(Records from a dataset)
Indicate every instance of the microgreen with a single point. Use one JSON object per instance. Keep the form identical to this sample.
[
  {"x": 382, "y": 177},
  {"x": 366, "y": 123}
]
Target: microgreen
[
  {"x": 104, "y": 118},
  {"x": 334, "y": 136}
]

* EXERCISE:
Every entry, from top to bottom, should be repeated word for word.

* SOLUTION:
Indicate every instance of the microgreen with a single point. Use one JSON object per instance. Keep the form identical to this sample.
[
  {"x": 382, "y": 177},
  {"x": 366, "y": 123}
]
Target: microgreen
[
  {"x": 104, "y": 118},
  {"x": 334, "y": 136}
]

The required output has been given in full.